DIRECTIVE:
Please pick out every line of the data below that contains the word "with", and copy each of those lines unchanged.

# Start of TASK INPUT

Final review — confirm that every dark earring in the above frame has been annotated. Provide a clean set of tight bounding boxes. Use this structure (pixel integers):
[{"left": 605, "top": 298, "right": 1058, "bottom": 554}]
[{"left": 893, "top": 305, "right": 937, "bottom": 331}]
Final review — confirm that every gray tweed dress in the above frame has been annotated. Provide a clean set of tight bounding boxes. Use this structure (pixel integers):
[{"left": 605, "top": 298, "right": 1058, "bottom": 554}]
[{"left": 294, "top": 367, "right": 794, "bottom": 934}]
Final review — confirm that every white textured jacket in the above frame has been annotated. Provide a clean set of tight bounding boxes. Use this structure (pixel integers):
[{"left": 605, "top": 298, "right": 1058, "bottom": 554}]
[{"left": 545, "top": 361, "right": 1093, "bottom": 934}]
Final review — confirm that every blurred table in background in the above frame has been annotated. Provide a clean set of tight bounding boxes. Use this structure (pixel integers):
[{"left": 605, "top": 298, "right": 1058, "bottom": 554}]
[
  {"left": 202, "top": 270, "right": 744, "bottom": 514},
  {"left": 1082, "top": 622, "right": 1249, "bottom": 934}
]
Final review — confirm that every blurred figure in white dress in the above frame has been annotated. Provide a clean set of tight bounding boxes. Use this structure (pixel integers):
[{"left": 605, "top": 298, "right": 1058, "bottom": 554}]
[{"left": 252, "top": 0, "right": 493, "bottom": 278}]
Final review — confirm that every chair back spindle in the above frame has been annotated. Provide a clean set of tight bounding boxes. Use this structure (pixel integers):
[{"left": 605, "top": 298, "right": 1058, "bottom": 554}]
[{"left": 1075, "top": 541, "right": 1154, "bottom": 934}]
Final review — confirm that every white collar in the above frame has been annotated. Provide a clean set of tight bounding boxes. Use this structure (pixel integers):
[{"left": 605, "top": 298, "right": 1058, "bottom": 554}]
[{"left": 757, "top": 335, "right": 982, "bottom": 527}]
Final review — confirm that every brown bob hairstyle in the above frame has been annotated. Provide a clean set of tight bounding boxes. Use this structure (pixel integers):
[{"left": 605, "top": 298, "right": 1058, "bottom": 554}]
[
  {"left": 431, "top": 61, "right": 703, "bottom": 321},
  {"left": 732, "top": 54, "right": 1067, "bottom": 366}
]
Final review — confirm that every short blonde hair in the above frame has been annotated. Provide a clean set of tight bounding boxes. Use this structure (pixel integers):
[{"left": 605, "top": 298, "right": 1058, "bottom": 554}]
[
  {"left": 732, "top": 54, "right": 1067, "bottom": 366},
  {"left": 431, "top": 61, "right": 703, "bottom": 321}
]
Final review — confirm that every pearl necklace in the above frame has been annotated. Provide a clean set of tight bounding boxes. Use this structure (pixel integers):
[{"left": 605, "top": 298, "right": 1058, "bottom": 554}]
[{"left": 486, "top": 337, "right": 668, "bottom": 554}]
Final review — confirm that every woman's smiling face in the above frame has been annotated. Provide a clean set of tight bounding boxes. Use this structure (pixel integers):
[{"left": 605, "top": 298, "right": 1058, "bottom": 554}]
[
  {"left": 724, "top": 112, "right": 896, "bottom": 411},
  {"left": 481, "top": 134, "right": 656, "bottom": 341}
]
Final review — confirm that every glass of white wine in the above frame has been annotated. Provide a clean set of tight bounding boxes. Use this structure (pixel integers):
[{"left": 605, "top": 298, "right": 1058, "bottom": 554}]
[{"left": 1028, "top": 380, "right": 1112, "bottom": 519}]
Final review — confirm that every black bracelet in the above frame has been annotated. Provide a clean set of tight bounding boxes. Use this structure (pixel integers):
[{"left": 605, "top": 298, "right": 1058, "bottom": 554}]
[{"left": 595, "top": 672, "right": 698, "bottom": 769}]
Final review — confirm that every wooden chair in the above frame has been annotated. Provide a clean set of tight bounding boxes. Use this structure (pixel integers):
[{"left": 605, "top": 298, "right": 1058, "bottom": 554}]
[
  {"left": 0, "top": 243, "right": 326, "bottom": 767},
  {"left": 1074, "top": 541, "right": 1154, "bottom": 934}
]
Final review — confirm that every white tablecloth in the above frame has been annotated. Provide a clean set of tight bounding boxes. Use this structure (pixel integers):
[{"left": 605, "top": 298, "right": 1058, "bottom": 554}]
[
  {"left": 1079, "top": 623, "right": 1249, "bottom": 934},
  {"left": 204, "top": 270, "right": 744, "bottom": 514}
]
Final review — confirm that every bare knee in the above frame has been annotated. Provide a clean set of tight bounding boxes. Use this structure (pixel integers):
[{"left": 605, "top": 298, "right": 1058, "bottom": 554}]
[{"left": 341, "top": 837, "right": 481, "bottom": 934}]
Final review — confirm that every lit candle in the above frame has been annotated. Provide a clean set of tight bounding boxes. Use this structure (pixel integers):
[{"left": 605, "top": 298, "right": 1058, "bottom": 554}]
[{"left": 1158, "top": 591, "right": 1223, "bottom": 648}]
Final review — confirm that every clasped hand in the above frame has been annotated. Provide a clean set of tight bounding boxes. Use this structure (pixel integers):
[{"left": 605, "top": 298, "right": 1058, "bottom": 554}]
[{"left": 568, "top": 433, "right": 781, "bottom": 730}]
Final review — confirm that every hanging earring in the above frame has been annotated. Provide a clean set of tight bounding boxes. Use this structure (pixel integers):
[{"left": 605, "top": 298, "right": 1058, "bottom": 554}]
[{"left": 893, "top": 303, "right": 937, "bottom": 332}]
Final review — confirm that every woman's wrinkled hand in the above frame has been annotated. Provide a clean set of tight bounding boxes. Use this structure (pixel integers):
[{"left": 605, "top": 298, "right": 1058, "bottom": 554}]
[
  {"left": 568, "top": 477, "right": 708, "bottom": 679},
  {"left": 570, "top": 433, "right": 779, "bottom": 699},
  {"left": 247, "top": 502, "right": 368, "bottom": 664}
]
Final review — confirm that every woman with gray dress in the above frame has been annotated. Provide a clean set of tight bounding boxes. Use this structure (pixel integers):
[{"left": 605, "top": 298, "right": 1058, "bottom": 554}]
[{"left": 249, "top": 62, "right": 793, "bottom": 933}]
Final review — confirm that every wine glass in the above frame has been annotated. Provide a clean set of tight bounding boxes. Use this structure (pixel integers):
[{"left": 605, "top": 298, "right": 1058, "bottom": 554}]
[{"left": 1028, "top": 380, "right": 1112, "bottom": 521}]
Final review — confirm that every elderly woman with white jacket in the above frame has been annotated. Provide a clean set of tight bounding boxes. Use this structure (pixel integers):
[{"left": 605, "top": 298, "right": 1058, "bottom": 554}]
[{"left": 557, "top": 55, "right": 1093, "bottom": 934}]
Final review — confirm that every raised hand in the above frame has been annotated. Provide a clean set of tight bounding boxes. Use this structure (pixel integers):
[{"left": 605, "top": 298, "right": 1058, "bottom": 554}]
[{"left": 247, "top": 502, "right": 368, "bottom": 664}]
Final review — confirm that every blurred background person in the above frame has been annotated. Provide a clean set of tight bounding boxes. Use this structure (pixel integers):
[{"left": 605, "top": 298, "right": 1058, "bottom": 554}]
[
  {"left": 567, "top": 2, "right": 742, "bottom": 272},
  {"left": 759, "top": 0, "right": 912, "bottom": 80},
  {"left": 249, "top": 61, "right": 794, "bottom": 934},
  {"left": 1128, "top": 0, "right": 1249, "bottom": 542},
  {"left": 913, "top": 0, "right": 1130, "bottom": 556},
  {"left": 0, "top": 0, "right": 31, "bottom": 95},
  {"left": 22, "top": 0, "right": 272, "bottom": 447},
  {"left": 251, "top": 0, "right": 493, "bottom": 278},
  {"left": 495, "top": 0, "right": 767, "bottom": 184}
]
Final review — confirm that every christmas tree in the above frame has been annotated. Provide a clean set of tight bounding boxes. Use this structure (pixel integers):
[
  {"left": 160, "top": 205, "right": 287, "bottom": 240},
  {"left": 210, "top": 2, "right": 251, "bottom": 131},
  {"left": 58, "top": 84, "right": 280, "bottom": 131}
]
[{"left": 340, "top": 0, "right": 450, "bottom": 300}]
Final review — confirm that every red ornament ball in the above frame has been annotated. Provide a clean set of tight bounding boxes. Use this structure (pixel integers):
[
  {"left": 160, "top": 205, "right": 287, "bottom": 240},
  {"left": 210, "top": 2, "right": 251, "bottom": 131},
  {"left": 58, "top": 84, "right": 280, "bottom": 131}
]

# End of TASK INPUT

EXERCISE OUTPUT:
Final review — confirm that every woman with gray dress in the above frame has been annotated. Provide a clean set of tight bounding boxes. Use this structure (pixel integers):
Final review — confirm that every elderly woman with white jacket in the above frame has been annotated. Provide a clean set of tight bounding boxes. Use this structure (pixel integers):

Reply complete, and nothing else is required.